[Consigne]:
D'après l'extrait ci-dessous sur la communauté juive de Pécs, en quelle année fut inaugurée la synagogue de la place Kossuth ?

La situation d’exclusion des juifs s’est quelque peu améliorée en 1840, par l’ordonnance XXIX, qui leur autorisait l’accès des villes, excepté des villes minières, si le conseil municipal leur donnait l’autorisation. À Pécs, le conseil municipal a toujours essayé d’y faire obstacle.. Les requêtes ont été transmises aux corporations qui, redoutant la concurrence, les ont refusées. À partir de 1840 cela ne comptait plus et dès 1846 44 chefs de famille étaient installés de plein droit. L’essor économique était favorable à la population juive, et Adolf Engel et ses nombreux compagnons y ont pris part très activement. Leur nombre croissait rapidement : en 1857 il y avait 585, en 1869 1.623 , en 1880 2.244, en 1890 3.124 juifs habitant à Pécs. À la fin du siècle leur nombre dépassait 4.000, en 1922 4.292, c’était 9% de la population de la ville. Dans notre histoire c’était le nombre le plus important de juifs habitant à Pécs. Leurs établissements y prenaient place : entre 1816 et 1827 on créait le cimetière, on a fondé le consistoire en 1840, Adolf Engel en était membre, puis à partir de 1874 il fut élu président de cette assemblée. En 1843 on inaugura la première synagogue, rue Citrom, puis en 1869 sur la place Kossuth, celle en activité aujourd’hui. Adolf Engel fut l'initiateur de chacun des temples et apporta son soutien financier à leur réalisation.

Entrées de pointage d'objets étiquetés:
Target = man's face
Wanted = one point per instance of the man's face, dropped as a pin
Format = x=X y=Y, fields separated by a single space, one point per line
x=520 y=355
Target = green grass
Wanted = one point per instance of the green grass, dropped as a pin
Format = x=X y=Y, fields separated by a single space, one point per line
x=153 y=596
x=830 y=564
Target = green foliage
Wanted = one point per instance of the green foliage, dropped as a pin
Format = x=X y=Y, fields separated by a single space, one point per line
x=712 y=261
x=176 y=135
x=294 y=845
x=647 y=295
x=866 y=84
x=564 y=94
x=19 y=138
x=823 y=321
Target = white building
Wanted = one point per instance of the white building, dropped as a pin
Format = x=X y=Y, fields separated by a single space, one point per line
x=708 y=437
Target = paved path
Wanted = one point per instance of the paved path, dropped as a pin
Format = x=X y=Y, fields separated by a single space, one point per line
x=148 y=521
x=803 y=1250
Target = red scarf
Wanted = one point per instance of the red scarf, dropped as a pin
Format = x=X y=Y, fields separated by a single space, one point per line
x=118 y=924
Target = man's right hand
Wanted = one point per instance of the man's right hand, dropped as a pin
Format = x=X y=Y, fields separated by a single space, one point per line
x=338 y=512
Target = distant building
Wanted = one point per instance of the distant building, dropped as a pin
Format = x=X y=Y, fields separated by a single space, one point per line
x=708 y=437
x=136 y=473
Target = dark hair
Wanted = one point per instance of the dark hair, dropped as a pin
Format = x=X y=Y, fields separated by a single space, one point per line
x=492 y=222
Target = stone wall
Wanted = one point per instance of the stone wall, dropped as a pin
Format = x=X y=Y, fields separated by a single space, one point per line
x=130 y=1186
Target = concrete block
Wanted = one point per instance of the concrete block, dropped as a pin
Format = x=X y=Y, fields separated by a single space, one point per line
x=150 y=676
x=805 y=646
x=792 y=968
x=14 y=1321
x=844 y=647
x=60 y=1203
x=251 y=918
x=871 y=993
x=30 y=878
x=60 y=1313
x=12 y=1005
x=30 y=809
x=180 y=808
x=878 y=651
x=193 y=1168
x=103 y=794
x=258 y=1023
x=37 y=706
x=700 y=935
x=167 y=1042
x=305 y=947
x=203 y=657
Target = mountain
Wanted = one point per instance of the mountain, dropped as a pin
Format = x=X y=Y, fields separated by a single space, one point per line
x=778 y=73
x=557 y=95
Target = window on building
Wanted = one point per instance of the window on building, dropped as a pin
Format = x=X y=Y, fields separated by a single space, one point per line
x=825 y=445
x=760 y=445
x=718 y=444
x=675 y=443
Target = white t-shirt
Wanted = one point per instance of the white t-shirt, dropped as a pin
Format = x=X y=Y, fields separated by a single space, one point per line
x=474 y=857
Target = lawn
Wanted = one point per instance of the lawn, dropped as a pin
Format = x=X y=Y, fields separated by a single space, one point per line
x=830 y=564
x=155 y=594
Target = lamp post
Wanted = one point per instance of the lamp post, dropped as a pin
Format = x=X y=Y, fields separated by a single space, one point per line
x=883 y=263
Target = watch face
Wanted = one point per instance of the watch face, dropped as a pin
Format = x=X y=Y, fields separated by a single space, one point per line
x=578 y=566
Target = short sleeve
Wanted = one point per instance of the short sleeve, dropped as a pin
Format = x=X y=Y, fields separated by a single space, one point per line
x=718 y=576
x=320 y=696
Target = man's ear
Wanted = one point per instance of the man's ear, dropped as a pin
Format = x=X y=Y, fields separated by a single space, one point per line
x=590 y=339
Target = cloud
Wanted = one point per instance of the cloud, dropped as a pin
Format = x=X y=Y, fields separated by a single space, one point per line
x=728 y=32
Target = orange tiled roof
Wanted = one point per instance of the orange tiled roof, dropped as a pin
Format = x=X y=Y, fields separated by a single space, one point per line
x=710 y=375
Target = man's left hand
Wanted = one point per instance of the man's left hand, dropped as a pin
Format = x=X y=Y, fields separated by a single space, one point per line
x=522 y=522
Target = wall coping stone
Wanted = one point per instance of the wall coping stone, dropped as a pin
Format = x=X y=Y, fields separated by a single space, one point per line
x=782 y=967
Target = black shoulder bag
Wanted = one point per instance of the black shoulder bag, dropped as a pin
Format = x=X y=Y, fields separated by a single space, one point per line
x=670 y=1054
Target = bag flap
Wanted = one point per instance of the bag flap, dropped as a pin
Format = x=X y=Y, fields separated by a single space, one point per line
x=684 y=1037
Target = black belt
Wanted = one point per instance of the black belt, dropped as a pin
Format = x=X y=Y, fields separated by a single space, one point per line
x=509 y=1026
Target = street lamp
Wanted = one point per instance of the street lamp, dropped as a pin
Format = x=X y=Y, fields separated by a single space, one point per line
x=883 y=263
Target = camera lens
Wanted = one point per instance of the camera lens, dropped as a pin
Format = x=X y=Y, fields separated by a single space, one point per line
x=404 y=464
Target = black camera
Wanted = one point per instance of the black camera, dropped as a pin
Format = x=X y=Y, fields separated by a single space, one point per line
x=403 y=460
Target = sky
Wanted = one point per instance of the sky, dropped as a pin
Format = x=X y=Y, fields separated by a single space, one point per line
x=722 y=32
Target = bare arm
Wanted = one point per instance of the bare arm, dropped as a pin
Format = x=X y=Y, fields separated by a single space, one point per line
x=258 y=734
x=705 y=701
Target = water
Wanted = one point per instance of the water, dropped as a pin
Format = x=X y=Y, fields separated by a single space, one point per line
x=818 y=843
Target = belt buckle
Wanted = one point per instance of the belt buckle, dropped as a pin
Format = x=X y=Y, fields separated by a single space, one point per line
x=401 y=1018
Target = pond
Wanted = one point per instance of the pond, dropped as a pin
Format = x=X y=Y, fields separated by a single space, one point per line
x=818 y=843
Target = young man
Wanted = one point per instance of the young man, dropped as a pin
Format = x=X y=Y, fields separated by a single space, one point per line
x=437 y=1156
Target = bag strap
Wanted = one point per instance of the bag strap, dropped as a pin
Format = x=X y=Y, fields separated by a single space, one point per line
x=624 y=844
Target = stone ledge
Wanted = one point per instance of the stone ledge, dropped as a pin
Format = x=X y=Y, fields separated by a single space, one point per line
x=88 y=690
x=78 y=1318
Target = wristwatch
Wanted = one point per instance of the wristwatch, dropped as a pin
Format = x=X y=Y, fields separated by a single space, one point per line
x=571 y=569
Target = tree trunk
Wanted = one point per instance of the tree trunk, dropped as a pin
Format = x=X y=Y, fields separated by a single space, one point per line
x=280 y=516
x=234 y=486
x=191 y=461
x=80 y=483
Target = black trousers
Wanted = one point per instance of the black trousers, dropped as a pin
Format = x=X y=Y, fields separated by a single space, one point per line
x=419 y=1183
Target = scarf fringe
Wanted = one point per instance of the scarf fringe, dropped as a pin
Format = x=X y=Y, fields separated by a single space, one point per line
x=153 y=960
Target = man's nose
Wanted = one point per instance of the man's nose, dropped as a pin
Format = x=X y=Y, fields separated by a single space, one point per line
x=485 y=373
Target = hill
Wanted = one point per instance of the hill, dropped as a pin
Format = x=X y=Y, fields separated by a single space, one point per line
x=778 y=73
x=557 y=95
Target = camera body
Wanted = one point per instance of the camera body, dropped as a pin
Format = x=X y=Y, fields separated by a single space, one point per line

[Réponse attendue]:
En 1869.